Another important feature of WebCutter involves its multi-perspective visualization. WebCutter employs sophisticated layout algorithms [Rudich et al. 92] and multiple presentations of maps in 2D and 3D. Each of these presentations is designed to reflect different aspects and additional manipulations of the map. Examples of views provided by WebCutter are the traditional tree-control view, particularly useful for abstraction and ellipsis; a star-like layout (shown in Figure 1), useful for pursuing incremental exploration; and a fisheye view [Sarkar & Brown 92], shown in Figure 2., which enables users to focus on different regions of the graph. Additional content-based views can be provided as well: for example, we are constructing a view based on the conceptual similarity between documents, by utilizing a variant of Guru for finding the similarity between documents and using the clustering technology developed in [Maarek & Ben Shaul 96]. Some of the layout algorithms were specifically customized to site map visualization, while others used conventional techniques [Di Battista et al. 93]. Finally, each of the views can be further customized manually by the user, by allowing him/her to change the position of the nodes in the graph.

.....

Exercises
**A.** List every bracketed citation that appears in the WebCutter passage.
**B.** Extend the WebCutter passage with the part that would come next, beginning after its final sentence.
The lines that come next are separate material, unrelated to the WebCutter passage.

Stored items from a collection

.....

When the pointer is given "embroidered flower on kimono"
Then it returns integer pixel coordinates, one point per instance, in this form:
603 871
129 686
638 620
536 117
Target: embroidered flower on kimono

.....

Responses to the exercise
**A.**
[Rudich et al. 92]
[Sarkar & Brown 92]
[Maarek & Ben Shaul 96]
[Di Battista et al. 93]

**B.**
The screen dumps shown in this paper are in GIF format, but could be provided here as actual Java applets with which users could interact, provided that the paper be only read on-line rather than as a hardcopy. When a user clicks on a node, Webcutter reacts as following: (1) it shows its URL in the bottom of the applet, a la Netscape; (2) it expands its full-title (when in ellipsis form); and (3) it shows backlinks to other nodes (shown as blue arrows in color displays, or as gray arrows in monochrome hard copies of this paper), as shown in Figure 3. Clicking on the yellow spot on an edge makes the HREF label (i.e., the label that holds the document's URL, which is often different from the node's title) appear on the visual map. Double clicking on a node makes the page contents appear in the Web browser. Various other interactive features are available that are not discussed here for space reasons.

In order to ease navigation and manipulation of the graph, several "overviewing" tools were designed specifically for the WebCutter environment. These mini-maps (displayed as a small black square at the bottom left part of Figure 2) provide a high-level, condensed presentation of the map. By dragging the mouse in this mini-map, the user changes the point of view of the graph.

Figure 2. Fisheye view.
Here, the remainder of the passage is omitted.